-- EXCERPTED PASSAGE start --

When Dorn Cox is preparing to take goods from his family's farm to local restaurants, he simply opens an app on his phone to peruse the orders placed by more than 75 restaurants ranging from Manchester, New Hampshire, to Boston. He can then load his truck with the perfect number of blueberries, just the right amount of grain and no more meat than necessary.
Cox is one of several New England farmers using an app to coordinate weekly deliveries to restaurants, providing chefs with ingredients that are freshly picked the day before they arrive. The technology has simplified the ordering process for customers and cut out the middleman for deliveries, allowing small farms to provide services typically associated with larger, corporate operations.
"It's given us some of the advantages of the big guys," said Cox, farmer and agriculturalist working at Tuckaway Farm in Lee, New Hampshire. "Any farm at any scale can participate in this shortened supply chain."
The app is just one of the ways Cox is using technology to increase efficiency and raise profits at the family farm. He is also exploring the use of drones to gather aerial data and environmental sensors to collect temperature, humidity and soil moisture information. He uses software to analyze that data and guide agricultural decisions, like when to have an animal graze over certain land or apply nutrient sprays on particular crops. New technology can even be used to send automatic text alerts to farmers in the field when a situation requires their immediate attention.
"All producers are realizing that agriculture is now a data-driven industry," said Daniel Schmoldt, a program leader at the National Institute of Food and Agriculture. "They need to adopt as much technology as they can to both collect and analyze data."
With an undergraduate degree in international agriculture and world development from Cornell, a doctorate in natural resources and Earth system science from the University of New Hampshire and a background in software, Cox has embraced research and technology as a way to manage the intricacies of running a farm.
"Agriculture isn't rocket science," said Cox, head of research and development for Tuckaway Farm. "It's actually quite a bit more complex."

-- EXCERPTED PASSAGE end --
-- EXTRACTED RECORDS start --

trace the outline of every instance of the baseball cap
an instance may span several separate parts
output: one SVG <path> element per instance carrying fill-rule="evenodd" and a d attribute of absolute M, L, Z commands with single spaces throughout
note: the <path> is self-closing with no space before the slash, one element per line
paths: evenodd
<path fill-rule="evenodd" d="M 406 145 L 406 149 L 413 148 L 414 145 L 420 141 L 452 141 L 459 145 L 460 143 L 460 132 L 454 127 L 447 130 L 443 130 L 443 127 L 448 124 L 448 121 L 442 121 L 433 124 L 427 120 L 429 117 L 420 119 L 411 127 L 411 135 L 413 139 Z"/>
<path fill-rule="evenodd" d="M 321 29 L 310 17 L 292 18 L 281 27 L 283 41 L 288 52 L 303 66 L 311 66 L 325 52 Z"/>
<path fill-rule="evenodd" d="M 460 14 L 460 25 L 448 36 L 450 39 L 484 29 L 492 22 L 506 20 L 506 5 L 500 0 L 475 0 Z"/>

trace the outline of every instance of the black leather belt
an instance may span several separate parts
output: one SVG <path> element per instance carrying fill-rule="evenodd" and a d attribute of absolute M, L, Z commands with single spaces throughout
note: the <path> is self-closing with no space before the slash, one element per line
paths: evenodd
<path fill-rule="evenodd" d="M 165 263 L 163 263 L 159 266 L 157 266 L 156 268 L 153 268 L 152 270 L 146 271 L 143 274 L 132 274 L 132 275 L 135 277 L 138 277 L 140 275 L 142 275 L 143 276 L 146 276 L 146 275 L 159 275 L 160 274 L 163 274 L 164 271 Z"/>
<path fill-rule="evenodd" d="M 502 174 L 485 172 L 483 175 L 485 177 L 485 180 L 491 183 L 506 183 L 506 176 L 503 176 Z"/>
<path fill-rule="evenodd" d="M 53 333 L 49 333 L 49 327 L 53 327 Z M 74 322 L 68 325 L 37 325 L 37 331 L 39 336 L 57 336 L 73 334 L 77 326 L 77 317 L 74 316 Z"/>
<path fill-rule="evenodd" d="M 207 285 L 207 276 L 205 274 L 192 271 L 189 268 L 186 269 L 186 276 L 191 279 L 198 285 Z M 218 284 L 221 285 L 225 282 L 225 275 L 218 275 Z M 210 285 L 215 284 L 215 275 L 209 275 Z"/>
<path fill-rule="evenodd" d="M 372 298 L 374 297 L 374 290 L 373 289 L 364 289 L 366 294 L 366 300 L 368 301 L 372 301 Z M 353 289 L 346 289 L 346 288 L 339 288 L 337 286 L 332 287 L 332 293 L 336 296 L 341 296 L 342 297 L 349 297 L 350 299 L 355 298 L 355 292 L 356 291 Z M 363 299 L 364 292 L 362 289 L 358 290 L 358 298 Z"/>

-- EXTRACTED RECORDS end --

## AIM OF THE EXERCISE
Write the next part of the article about Dorn Cox and technology on his family's farm, picking up after its last sentence above the entries.

## RESPONSE FOR THIS EXERCISE
The agricultural industry is looking for more people like Cox to tackle that complexity.
As farming becomes increasingly data-centered, industry players from family farms to large-scale growers are turning to experts in engineering, software development and data science to help guide their decisions. Silicon Valley is slowly making its way onto the farm, with coders, analysts and entrepreneurs eager to use their skills in the agricultural sector.
"The complexity of agriculture lends itself to folks who are also interested in software and systems," Cox said.
Countless start-ups, like Food Origins, which uses the Internet of Things to provide precision harvest data; and AquaSpy, which uses data to guide irrigation decisions, are starting to fill the ag space. Investment in food and agriculture technology start-ups reached $4.6 billion in 2015, nearly double 2014 levels, with particular boosts in irrigation technology, food e-commerce and precision agriculture using drones and robotics.
Agricultural giants, like Monsanto, DuPont Pioneer and Syngenta, are also investing in agtech. Monsanto acquired The Climate Corp., which provides real-time data on farm conditions for more than $900 million in 2013. DuPont Pioneer offers data analytics services through a digital platform to help farmers maximize yield and reduce risk. Its Encirca Services are used by more than 2,500 farmers to monitor about 2 million acres of land, said Eric Boeck, marketing director of the service.
"It's a bright future for technology and farmers that use it," Boeck said.
As the agricultural industry embraces technological advances, it is demanding a new, highly skilled workforce. Many of the initial jobs are being filled by workers coming from outside the traditional farming industry: Silicon Valley entrepreneurs in software, big data and hardware; experts in drone and satellite imagery; research scientists from leading universities. But there is a growing need for more employees with agricultural expertise in addition to technology skills.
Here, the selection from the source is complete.